- SOURCE MATERIAL:
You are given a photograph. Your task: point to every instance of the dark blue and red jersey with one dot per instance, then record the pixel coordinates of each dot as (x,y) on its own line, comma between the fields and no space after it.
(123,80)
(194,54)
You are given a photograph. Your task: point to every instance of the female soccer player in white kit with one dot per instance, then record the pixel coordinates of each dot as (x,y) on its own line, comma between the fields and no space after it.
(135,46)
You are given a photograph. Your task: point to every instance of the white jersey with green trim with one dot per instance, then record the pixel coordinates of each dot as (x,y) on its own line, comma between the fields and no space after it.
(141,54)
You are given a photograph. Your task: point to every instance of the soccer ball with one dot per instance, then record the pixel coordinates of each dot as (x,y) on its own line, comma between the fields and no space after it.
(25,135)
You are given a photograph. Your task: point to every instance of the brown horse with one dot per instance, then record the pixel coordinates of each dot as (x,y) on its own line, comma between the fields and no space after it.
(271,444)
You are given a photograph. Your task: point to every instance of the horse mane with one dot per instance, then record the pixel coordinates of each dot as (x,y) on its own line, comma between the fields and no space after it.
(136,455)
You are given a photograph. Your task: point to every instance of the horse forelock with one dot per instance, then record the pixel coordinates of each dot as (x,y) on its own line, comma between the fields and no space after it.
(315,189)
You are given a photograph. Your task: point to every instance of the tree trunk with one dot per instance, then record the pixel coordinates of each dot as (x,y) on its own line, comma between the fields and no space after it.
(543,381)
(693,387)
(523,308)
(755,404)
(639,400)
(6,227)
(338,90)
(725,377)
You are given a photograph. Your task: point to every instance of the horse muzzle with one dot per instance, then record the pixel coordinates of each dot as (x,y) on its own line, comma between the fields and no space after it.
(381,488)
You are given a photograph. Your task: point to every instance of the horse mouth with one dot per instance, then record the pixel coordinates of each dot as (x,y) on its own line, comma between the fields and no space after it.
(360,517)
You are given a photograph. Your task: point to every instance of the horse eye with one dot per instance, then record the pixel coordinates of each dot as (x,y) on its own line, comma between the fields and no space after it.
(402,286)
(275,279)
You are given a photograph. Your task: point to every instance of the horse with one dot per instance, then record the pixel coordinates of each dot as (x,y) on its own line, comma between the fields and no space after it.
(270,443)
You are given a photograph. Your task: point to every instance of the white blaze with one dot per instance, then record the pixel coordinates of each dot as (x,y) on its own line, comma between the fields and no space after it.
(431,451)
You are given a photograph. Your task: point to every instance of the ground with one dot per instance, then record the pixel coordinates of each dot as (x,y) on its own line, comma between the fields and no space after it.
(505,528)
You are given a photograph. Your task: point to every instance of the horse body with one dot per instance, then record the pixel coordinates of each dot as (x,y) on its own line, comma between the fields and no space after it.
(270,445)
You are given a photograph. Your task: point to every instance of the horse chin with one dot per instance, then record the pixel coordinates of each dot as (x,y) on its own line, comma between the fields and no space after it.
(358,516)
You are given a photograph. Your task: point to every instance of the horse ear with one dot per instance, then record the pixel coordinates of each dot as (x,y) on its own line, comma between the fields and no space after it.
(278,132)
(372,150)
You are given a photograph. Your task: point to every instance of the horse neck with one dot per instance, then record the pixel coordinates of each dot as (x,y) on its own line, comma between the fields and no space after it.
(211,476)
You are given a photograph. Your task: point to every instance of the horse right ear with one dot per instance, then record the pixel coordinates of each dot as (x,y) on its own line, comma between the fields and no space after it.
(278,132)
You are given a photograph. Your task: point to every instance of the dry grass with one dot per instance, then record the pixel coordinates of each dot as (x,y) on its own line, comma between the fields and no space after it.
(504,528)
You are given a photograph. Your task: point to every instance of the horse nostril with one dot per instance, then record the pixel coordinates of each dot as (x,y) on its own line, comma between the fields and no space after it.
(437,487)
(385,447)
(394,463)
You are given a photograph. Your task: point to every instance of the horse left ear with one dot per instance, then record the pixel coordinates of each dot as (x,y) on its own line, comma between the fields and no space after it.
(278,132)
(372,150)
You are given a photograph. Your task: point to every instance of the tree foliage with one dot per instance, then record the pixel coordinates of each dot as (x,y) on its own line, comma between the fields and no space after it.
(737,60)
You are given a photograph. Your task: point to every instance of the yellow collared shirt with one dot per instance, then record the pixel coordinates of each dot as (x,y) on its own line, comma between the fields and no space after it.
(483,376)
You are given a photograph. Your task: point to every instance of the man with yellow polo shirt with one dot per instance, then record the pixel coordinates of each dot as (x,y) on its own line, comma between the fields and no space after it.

- TASK DIRECTIONS:
Quote word for word every line of the records from the line containing "of the yellow" through the end of the records.

- REPLY:
You are given a photograph. Your task: point to every instance of the yellow collared shirt with one dot per instance, then record the pixel coordinates of each dot as (x,y) on its own line, comma between the fields and no space after it.
(483,376)
You are given a photograph. Your task: point to every instance of the man with yellow polo shirt with one dot per instance, then record the pixel coordinates of each dot as (x,y) on its own line, comma between the fields and no space after it.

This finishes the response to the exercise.